──────── Excerpt to read ────────

God Is Dead by Ron Currie

READERS GUIDE

Questions and Topics for Discussion

INTRODUCTION
In his first novel, Ron Currie takes Nietzsche’s audacious pronouncement, “God is dead,” and asks what would happen if God really were dead, literally and verifiably dead? How would that fact change the way humans see themselves and treat each other? The imaginative daring of such a premise is only the beginning of many surprises that fill the pages of God Is Dead.

God comes to earth disguised as a Dinka woman, implores Colin Powell to help find her brother, is killed in the Darfur desert, and then eaten by the wild dogs who follow in the wake of the genocidal Janjaweed. Such a scenario, at once absurd but not entirely implausible, invites readers to make an imaginative leap, to suspend their disbelief and enter into a world of strange possibilities and nightmare consequences. One group of young men, fearing starvation and madness, decide to kill themselves ritualistically; another group insists that God still exists; and parents with no god left to worship bestow a divine status on their children. One might assume that that the religious violence that is now erupting around the world would disappear if there were no god to justify the carnage, but in Currie’s novel, humans simply find other ideologies worth killing for.

────────

**Exercise objective**. In the introduction to the God Is Dead readers guide above, list each group of people the second paragraph describes and how each one responds.

──────── Raw data ────────

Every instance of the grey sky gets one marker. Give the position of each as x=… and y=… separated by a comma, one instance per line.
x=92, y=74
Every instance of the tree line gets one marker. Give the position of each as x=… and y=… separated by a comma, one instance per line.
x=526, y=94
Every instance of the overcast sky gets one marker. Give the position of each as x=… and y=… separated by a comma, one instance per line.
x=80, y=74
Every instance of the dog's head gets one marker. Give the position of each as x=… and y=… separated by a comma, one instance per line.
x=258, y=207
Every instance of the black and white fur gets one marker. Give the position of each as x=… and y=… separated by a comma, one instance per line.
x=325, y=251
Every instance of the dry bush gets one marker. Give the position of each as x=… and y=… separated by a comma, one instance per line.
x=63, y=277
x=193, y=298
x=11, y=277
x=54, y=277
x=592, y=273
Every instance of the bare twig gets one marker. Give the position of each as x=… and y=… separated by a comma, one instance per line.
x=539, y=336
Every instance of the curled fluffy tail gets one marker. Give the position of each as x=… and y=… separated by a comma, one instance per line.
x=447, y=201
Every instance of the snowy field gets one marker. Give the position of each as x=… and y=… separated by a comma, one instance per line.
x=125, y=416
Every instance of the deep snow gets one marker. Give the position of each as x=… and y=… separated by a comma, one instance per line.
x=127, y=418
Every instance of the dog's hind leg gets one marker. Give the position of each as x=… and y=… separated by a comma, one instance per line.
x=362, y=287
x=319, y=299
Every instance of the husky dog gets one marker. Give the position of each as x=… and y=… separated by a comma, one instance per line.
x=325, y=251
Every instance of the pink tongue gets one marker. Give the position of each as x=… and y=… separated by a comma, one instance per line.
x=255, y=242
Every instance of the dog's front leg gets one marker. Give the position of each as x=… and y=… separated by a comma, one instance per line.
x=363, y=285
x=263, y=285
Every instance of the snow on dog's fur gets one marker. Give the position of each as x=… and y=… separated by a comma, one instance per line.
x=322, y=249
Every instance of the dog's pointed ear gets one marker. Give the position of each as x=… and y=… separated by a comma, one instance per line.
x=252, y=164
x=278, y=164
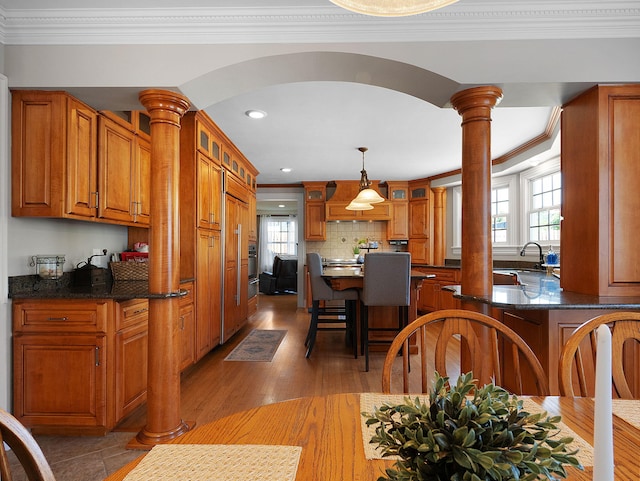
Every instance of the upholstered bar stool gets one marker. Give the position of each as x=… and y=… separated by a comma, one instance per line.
x=387, y=279
x=326, y=318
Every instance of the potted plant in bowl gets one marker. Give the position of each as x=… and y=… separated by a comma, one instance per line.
x=469, y=433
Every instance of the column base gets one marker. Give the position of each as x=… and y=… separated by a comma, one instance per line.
x=145, y=440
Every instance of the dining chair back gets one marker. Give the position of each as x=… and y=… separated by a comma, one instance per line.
x=25, y=448
x=387, y=279
x=473, y=342
x=330, y=316
x=578, y=357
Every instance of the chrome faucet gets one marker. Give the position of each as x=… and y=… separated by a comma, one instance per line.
x=522, y=251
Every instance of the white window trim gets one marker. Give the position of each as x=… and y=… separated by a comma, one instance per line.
x=519, y=195
x=526, y=177
x=508, y=248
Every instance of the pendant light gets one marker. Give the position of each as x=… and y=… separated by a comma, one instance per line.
x=392, y=8
x=366, y=196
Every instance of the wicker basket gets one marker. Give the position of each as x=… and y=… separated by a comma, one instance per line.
x=130, y=271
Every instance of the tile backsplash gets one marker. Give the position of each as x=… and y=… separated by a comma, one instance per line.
x=343, y=236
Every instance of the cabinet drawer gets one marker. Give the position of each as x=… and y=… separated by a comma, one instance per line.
x=442, y=275
x=188, y=298
x=60, y=316
x=130, y=313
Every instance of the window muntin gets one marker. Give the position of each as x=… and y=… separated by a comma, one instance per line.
x=544, y=208
x=282, y=236
x=500, y=223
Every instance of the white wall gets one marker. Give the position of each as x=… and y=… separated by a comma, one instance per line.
x=5, y=318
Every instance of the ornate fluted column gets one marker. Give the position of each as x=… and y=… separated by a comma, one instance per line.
x=439, y=225
x=474, y=105
x=163, y=385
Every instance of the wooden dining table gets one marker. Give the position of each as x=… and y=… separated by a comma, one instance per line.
x=352, y=278
x=329, y=431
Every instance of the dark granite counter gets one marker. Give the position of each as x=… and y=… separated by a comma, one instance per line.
x=33, y=287
x=540, y=291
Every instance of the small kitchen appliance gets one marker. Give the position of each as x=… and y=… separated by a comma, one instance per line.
x=48, y=266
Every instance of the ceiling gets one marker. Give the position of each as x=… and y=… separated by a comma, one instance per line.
x=331, y=81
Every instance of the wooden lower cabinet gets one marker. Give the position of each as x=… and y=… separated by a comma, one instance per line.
x=208, y=289
x=75, y=371
x=546, y=332
x=432, y=295
x=131, y=354
x=187, y=326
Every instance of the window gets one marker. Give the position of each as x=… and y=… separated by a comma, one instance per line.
x=542, y=187
x=499, y=214
x=544, y=216
x=277, y=235
x=504, y=214
x=524, y=207
x=282, y=236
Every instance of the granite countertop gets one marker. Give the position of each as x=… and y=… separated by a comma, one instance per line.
x=542, y=291
x=33, y=287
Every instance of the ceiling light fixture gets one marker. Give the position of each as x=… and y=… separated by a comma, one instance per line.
x=392, y=8
x=255, y=114
x=367, y=195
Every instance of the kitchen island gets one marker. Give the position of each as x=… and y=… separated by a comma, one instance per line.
x=545, y=315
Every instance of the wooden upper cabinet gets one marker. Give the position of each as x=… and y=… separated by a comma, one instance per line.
x=600, y=202
x=398, y=226
x=124, y=168
x=419, y=219
x=315, y=228
x=70, y=162
x=54, y=169
x=209, y=199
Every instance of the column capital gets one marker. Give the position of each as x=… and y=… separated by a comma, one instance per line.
x=483, y=97
x=164, y=105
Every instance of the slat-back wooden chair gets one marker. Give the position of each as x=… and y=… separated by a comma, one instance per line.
x=485, y=344
x=26, y=449
x=578, y=357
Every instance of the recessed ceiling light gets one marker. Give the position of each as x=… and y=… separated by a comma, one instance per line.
x=255, y=114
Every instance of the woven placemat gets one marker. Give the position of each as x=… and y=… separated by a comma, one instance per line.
x=369, y=401
x=629, y=410
x=217, y=462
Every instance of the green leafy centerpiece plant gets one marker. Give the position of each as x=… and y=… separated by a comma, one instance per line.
x=469, y=433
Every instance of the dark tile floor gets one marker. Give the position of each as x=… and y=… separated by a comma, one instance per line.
x=83, y=458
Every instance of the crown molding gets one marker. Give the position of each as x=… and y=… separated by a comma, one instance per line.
x=477, y=20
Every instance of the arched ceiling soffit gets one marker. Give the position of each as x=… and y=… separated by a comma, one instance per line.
x=254, y=74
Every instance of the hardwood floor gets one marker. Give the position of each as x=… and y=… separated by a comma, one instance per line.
x=215, y=388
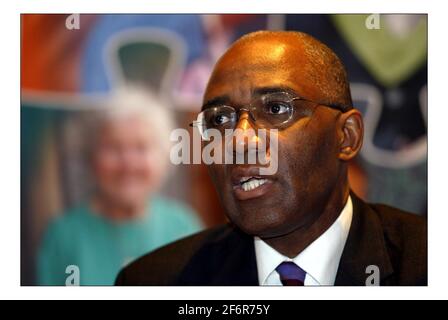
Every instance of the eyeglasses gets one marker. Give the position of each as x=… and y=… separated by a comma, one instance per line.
x=269, y=111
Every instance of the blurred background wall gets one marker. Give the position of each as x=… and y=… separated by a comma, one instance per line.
x=64, y=73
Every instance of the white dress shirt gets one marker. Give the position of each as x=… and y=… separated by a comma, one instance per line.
x=320, y=260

────────

**Response to this exercise**.
- A group of young men, fearing starvation and madness, decide to kill themselves ritualistically.
- Another group insists that God still exists.
- Parents with no god left to worship bestow a divine status on their children.